__What this task involves__.
Give the part of the listing below that opens with the line containing "1265, row 775." and closes with the listing's last line as a JSON list of strings, one string per line, skipping blank lines.

----------------------------------------

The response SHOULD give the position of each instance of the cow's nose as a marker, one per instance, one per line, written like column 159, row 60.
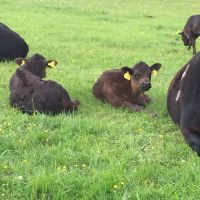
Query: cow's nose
column 145, row 86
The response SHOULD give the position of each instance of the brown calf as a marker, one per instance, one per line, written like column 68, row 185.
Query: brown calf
column 126, row 87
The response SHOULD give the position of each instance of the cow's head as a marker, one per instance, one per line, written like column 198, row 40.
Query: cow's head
column 140, row 75
column 184, row 38
column 37, row 64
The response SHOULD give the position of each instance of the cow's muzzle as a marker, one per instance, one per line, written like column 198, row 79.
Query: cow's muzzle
column 145, row 86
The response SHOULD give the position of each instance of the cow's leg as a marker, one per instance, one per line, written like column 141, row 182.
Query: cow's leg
column 193, row 41
column 143, row 99
column 192, row 137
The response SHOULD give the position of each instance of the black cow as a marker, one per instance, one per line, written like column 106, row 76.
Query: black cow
column 30, row 93
column 11, row 44
column 191, row 32
column 183, row 101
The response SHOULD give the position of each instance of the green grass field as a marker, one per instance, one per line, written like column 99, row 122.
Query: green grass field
column 99, row 152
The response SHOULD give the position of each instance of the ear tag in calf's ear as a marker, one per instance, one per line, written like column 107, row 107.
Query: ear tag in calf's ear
column 23, row 62
column 127, row 76
column 52, row 64
column 154, row 72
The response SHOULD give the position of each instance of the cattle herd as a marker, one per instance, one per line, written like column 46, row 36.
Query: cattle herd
column 123, row 87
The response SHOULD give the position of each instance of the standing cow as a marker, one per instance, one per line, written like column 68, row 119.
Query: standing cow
column 126, row 87
column 11, row 44
column 183, row 101
column 191, row 32
column 30, row 93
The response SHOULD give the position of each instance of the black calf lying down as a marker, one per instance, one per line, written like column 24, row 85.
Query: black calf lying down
column 11, row 44
column 30, row 93
column 184, row 101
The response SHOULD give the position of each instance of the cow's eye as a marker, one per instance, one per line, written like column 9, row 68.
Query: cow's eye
column 137, row 75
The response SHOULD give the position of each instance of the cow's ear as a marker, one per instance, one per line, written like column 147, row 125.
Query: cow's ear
column 52, row 63
column 128, row 72
column 155, row 66
column 127, row 69
column 20, row 61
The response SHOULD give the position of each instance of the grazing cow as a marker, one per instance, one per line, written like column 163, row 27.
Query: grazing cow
column 126, row 87
column 191, row 32
column 30, row 93
column 11, row 44
column 183, row 101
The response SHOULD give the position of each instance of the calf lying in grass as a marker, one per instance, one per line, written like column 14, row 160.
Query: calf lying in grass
column 30, row 93
column 11, row 44
column 126, row 87
column 183, row 101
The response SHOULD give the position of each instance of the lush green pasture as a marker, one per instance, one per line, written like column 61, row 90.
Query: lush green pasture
column 98, row 152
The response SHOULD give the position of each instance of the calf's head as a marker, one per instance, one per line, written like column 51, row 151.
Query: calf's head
column 184, row 38
column 140, row 75
column 37, row 64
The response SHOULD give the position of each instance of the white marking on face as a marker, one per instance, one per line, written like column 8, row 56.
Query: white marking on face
column 178, row 95
column 185, row 72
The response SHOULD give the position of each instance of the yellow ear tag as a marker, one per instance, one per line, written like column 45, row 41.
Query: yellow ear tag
column 154, row 72
column 127, row 76
column 52, row 64
column 23, row 62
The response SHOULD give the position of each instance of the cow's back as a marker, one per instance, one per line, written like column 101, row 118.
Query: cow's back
column 106, row 83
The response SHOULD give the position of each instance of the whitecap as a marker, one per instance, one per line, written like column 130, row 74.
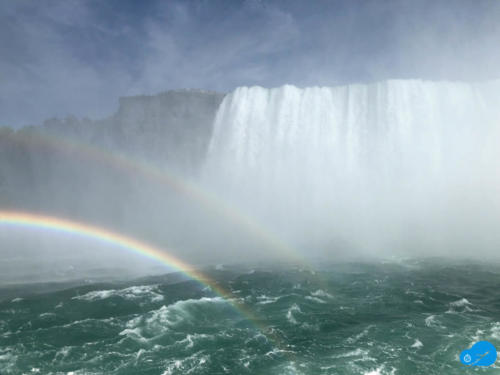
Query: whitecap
column 315, row 299
column 264, row 300
column 290, row 313
column 460, row 303
column 131, row 294
column 321, row 293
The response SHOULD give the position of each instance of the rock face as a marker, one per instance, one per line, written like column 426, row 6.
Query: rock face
column 169, row 129
column 117, row 172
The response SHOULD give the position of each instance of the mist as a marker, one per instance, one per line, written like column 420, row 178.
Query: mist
column 364, row 129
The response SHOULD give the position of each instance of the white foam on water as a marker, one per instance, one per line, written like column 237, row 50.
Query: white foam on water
column 294, row 309
column 315, row 299
column 264, row 300
column 132, row 293
column 321, row 293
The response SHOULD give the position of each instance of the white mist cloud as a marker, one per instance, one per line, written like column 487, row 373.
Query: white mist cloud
column 77, row 57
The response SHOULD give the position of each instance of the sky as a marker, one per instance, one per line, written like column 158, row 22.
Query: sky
column 78, row 56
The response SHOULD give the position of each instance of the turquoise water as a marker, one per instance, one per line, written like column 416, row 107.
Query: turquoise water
column 412, row 317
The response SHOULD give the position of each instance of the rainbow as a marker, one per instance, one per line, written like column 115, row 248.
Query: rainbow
column 24, row 219
column 134, row 167
column 29, row 220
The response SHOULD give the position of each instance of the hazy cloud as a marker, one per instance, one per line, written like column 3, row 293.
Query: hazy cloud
column 62, row 57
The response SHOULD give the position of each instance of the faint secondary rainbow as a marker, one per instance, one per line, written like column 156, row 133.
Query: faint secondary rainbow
column 29, row 220
column 24, row 219
column 135, row 167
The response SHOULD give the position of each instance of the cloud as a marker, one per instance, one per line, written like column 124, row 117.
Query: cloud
column 77, row 57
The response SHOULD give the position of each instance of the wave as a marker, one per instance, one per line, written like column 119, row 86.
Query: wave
column 131, row 294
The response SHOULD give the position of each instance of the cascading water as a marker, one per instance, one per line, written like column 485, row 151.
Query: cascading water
column 396, row 163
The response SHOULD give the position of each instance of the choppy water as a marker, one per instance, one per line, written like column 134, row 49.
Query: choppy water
column 412, row 317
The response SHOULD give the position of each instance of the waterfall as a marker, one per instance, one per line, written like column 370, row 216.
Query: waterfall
column 366, row 163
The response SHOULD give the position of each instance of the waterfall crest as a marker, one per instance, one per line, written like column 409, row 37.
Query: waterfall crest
column 367, row 163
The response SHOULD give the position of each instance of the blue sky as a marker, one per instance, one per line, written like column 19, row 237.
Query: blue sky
column 78, row 56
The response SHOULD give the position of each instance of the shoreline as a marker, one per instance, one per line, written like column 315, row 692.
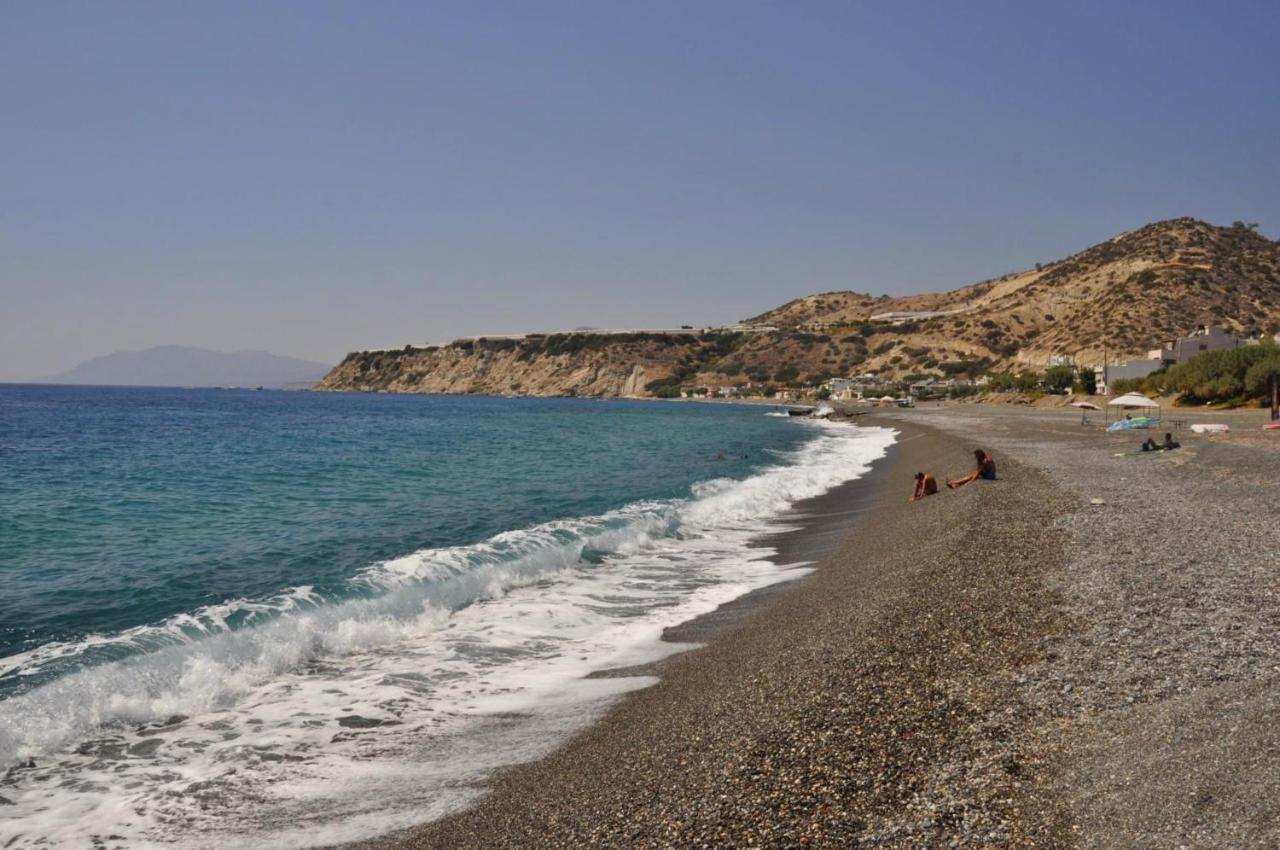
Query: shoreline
column 819, row 524
column 736, row 743
column 1080, row 654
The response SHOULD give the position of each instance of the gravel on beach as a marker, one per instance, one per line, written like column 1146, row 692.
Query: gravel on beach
column 1004, row 666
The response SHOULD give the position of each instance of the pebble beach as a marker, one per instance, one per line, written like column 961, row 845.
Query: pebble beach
column 1080, row 654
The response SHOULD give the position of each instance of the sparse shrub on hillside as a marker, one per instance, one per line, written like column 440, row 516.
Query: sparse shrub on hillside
column 1225, row 375
column 1257, row 380
column 1027, row 382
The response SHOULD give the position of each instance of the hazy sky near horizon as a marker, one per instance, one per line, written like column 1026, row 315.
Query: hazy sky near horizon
column 311, row 178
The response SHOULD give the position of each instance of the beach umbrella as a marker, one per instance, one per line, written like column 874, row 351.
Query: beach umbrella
column 1132, row 400
column 1136, row 400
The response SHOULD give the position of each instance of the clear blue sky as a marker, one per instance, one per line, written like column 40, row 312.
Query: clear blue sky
column 311, row 178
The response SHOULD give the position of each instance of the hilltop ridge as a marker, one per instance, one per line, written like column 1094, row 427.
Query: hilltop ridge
column 1116, row 298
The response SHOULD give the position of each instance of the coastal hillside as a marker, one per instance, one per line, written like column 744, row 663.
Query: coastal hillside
column 1119, row 298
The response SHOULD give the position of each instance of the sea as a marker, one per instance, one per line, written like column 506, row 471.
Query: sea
column 295, row 620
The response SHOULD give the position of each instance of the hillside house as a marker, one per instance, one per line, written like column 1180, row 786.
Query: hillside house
column 1203, row 338
column 1124, row 371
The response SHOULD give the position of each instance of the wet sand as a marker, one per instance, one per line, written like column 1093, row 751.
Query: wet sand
column 1005, row 666
column 869, row 703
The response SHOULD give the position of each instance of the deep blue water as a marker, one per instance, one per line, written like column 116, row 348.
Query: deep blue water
column 288, row 620
column 128, row 506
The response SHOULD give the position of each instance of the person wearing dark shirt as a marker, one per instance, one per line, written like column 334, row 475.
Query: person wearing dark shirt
column 986, row 470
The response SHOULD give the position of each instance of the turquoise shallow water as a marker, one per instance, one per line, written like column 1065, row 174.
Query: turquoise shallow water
column 122, row 506
column 289, row 620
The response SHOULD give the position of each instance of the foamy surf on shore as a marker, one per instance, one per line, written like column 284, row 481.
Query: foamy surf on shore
column 309, row 718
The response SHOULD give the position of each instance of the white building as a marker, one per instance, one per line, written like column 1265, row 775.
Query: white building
column 1203, row 338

----------------------------------------

__Solution for this task__.
[
  "The response SHOULD give the position of each instance of the white building as a marker, one per instance, one per line, written like column 1265, row 775.",
  "Query: white building",
  "column 1203, row 338"
]